*** Data provided ***
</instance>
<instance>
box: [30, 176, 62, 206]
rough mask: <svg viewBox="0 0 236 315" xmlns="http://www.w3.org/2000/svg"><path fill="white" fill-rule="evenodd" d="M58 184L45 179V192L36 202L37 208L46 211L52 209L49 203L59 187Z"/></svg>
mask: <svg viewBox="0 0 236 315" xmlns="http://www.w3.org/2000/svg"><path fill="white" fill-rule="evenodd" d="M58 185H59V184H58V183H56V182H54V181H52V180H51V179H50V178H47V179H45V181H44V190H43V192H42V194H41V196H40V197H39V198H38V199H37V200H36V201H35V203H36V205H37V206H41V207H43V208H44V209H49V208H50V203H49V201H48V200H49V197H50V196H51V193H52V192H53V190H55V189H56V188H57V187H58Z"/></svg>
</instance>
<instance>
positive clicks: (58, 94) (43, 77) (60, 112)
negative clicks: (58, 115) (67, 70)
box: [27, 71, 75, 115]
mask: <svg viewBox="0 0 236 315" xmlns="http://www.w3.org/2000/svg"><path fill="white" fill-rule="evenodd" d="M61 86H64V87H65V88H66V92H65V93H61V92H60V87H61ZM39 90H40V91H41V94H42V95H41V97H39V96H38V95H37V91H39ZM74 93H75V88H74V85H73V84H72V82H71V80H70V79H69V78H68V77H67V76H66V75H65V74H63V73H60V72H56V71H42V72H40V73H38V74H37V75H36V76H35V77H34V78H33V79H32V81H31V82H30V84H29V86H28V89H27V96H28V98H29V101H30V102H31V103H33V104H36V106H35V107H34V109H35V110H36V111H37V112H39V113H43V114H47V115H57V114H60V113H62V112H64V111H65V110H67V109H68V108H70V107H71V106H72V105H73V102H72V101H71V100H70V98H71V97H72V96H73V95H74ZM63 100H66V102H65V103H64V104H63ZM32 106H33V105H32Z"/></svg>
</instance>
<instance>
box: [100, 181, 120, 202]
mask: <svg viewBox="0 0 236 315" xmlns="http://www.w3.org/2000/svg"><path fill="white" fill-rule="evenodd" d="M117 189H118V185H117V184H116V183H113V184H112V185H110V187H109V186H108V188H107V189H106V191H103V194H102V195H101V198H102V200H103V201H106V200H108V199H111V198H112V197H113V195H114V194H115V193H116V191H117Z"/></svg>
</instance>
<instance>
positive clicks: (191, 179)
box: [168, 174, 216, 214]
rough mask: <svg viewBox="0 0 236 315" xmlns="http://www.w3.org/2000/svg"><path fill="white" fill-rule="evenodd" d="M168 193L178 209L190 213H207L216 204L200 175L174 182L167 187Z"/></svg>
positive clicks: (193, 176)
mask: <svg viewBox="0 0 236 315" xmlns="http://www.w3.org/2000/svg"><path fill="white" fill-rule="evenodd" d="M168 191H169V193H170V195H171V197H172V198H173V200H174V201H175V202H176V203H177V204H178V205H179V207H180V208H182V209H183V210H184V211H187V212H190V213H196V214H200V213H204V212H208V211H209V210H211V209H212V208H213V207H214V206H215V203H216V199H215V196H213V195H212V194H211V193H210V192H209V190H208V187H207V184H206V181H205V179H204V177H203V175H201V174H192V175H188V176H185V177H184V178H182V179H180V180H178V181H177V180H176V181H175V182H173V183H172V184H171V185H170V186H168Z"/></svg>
*** End of Data provided ***
*** Data provided ***
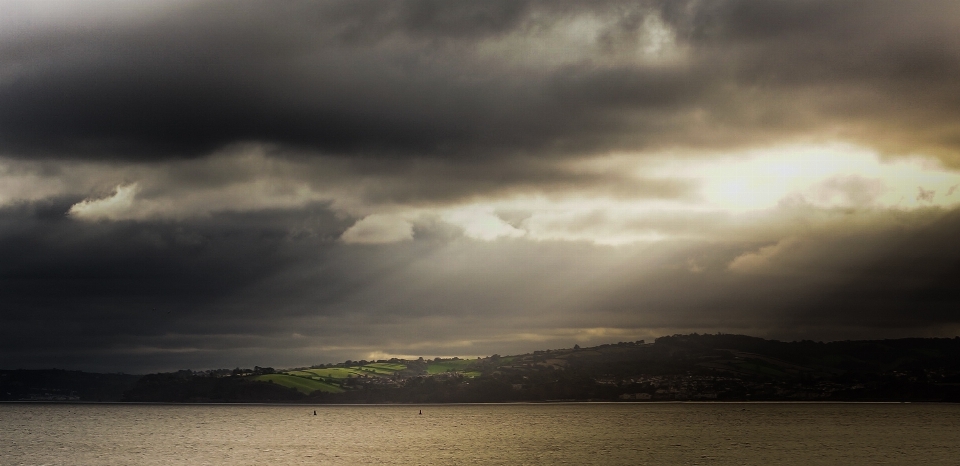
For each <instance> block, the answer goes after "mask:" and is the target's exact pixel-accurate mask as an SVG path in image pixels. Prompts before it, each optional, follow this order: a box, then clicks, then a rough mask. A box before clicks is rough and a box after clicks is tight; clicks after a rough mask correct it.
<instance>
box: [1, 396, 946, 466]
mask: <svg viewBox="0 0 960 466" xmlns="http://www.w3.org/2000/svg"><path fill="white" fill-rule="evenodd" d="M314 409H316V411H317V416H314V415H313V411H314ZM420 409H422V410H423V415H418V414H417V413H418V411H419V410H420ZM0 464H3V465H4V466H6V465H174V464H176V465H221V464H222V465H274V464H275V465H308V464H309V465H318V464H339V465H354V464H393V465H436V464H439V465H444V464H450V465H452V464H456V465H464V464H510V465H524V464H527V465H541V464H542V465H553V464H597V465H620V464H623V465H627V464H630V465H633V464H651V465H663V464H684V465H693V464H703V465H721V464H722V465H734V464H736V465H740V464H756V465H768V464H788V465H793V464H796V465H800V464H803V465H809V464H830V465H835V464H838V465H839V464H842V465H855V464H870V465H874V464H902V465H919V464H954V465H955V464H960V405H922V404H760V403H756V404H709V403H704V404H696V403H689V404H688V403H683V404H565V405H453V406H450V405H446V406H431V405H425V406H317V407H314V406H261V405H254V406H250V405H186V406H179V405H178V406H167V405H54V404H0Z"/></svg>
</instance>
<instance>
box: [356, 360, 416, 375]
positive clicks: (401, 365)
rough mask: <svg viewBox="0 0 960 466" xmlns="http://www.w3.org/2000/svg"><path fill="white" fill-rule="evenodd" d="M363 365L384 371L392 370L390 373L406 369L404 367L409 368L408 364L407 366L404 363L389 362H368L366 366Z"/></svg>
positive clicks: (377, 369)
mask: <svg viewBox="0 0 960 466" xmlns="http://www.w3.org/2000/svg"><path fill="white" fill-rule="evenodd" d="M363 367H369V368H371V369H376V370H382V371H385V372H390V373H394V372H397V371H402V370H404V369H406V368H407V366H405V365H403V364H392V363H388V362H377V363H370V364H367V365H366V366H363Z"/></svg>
*** End of Data provided ***
• The problem: Turn the part of the items that starts with the line containing "193L178 209L190 213H207L216" and ends with the line containing "positive clicks: (193, 176)" into a numbered list, one line per number, with blank lines left out. Include both of those lines and nothing else.

• Answer section:
1. rough mask: <svg viewBox="0 0 236 315" xmlns="http://www.w3.org/2000/svg"><path fill="white" fill-rule="evenodd" d="M168 193L178 209L190 213H207L216 204L200 175L174 182L167 187Z"/></svg>
2. positive clicks: (193, 176)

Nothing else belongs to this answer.